**Goal of the exercise**. Could you return every record below without changing a word?

BEGIN Dataset

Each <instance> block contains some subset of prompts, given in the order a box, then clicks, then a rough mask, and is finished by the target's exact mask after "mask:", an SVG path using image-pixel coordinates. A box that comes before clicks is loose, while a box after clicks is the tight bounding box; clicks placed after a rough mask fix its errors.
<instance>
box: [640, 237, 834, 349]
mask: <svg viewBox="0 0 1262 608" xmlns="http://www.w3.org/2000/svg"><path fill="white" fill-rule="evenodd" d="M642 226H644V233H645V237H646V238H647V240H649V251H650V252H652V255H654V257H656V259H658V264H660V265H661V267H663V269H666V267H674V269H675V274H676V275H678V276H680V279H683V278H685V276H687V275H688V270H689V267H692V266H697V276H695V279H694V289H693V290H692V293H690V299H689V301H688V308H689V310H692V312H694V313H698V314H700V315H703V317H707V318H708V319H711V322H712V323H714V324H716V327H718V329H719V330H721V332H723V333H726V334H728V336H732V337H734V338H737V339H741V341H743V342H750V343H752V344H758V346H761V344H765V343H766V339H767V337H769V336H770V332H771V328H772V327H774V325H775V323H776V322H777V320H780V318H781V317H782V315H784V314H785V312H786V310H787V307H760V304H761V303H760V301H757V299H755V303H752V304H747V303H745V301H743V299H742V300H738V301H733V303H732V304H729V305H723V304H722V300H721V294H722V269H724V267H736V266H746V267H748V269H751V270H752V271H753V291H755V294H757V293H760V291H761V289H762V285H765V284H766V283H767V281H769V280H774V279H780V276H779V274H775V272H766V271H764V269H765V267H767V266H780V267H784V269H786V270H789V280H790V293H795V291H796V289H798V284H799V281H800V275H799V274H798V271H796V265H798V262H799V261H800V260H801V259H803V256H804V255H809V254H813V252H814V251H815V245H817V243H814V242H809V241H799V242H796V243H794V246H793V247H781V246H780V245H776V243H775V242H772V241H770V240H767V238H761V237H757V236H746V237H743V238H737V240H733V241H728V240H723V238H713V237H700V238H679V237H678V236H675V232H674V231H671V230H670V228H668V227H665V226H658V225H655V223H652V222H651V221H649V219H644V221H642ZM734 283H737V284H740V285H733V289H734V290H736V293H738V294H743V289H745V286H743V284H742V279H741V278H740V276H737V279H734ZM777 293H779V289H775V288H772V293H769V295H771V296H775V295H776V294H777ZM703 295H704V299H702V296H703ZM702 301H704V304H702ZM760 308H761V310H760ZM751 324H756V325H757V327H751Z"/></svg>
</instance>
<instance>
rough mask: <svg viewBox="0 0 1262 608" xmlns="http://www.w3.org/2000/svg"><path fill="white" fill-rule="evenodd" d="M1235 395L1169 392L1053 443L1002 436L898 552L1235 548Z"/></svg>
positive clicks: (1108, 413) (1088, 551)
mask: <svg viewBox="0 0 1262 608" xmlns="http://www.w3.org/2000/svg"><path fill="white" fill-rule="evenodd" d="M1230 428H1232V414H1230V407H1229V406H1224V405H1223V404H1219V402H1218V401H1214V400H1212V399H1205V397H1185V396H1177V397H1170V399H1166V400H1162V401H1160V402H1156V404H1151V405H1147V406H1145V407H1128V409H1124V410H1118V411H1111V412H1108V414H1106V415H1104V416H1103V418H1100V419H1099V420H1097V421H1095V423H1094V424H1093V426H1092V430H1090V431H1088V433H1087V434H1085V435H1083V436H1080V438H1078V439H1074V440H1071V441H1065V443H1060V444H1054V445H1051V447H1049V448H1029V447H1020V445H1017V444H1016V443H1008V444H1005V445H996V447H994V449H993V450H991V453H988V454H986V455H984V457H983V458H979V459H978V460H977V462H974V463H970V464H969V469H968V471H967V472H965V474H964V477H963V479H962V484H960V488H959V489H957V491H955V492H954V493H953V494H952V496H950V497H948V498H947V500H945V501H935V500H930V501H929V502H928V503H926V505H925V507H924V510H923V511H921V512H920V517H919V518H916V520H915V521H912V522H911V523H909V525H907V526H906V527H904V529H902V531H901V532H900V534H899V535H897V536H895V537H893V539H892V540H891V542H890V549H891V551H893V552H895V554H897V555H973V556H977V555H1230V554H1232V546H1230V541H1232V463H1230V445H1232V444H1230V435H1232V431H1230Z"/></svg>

END Dataset

**Solution to this problem**.
Each <instance> block contains some subset of prompts, given in the order a box, then clicks, then a rough mask, and is finished by the target's exact mask after "mask:", an SVG path using image-pixel coordinates. A box that comes before clicks is loose, while a box after clicks is the tight bounding box; clicks placed after a rough mask fix its errors.
<instance>
box: [640, 237, 834, 349]
mask: <svg viewBox="0 0 1262 608" xmlns="http://www.w3.org/2000/svg"><path fill="white" fill-rule="evenodd" d="M642 226H644V233H645V237H646V238H647V240H649V251H650V252H652V255H654V257H656V259H658V264H660V265H661V267H663V269H666V267H674V269H675V274H676V275H678V276H680V279H683V278H685V276H687V275H688V270H689V267H692V266H697V276H695V279H694V289H693V290H692V293H690V299H689V301H688V308H689V310H692V312H694V313H698V314H700V315H703V317H707V318H708V319H711V322H712V323H714V324H716V327H718V329H719V330H721V332H723V333H726V334H728V336H732V337H734V338H737V339H741V341H743V342H750V343H752V344H758V346H761V344H765V343H766V339H767V337H769V336H770V332H771V328H772V327H774V325H775V323H776V322H777V320H780V318H781V317H782V315H784V314H785V312H786V310H787V307H760V304H761V303H760V301H757V299H755V303H752V304H747V303H745V301H743V299H742V300H738V301H733V303H732V304H729V305H723V304H722V300H721V294H722V269H724V267H736V266H746V267H748V269H751V270H752V271H753V291H755V294H757V293H760V291H761V289H762V285H765V284H766V283H767V281H769V280H774V279H780V276H779V274H775V272H766V271H764V269H765V267H767V266H780V267H784V269H786V270H789V280H790V293H795V291H796V289H798V284H799V281H800V275H799V274H798V271H796V265H798V262H799V261H800V260H801V259H803V256H804V255H809V254H813V252H814V251H815V245H817V243H814V242H809V241H799V242H796V243H794V246H793V247H781V246H780V245H776V243H775V242H772V241H770V240H767V238H761V237H757V236H746V237H743V238H737V240H733V241H728V240H723V238H713V237H700V238H679V237H678V236H675V232H674V231H671V230H670V228H668V227H665V226H658V225H655V223H652V222H651V221H649V219H644V221H642ZM734 283H737V284H740V285H733V289H734V290H736V293H738V294H743V289H745V286H743V284H742V279H741V278H740V276H737V279H734ZM777 293H779V289H775V288H772V293H769V295H771V296H775V295H776V294H777ZM703 295H704V299H702V296H703ZM702 301H704V304H702ZM760 308H761V310H760ZM751 324H756V325H757V327H751Z"/></svg>
</instance>
<instance>
rough mask: <svg viewBox="0 0 1262 608" xmlns="http://www.w3.org/2000/svg"><path fill="white" fill-rule="evenodd" d="M1235 395L1169 392L1053 443L1002 436L898 552L1235 548Z"/></svg>
positive clicks: (1108, 413) (1088, 551)
mask: <svg viewBox="0 0 1262 608" xmlns="http://www.w3.org/2000/svg"><path fill="white" fill-rule="evenodd" d="M1230 428H1232V414H1230V407H1229V406H1224V405H1223V404H1219V402H1218V401H1214V400H1212V399H1205V397H1185V396H1177V397H1170V399H1166V400H1162V401H1160V402H1156V404H1151V405H1147V406H1145V407H1128V409H1124V410H1118V411H1111V412H1108V414H1106V415H1104V416H1103V418H1100V419H1099V420H1097V421H1095V423H1094V424H1093V426H1092V430H1090V431H1088V433H1087V434H1085V435H1083V436H1080V438H1078V439H1074V440H1071V441H1065V443H1060V444H1054V445H1051V447H1049V448H1029V447H1020V445H1017V444H1016V443H1008V444H1005V445H996V447H994V449H993V450H991V453H988V454H986V455H984V457H983V458H979V459H978V460H977V462H974V463H970V464H969V469H968V471H967V472H965V474H964V477H963V479H962V484H960V488H959V489H957V491H955V492H954V493H953V494H952V496H950V497H948V498H947V500H945V501H935V500H930V501H929V502H928V503H926V505H925V507H924V510H923V511H921V512H920V517H919V518H916V520H915V521H912V522H911V523H909V525H907V526H906V527H904V529H902V531H901V532H900V534H899V535H897V536H895V537H893V539H892V540H891V542H890V549H891V551H893V552H895V554H897V555H973V556H977V555H1230V554H1232V546H1230V541H1232V463H1230V445H1232V444H1230V435H1232V431H1230Z"/></svg>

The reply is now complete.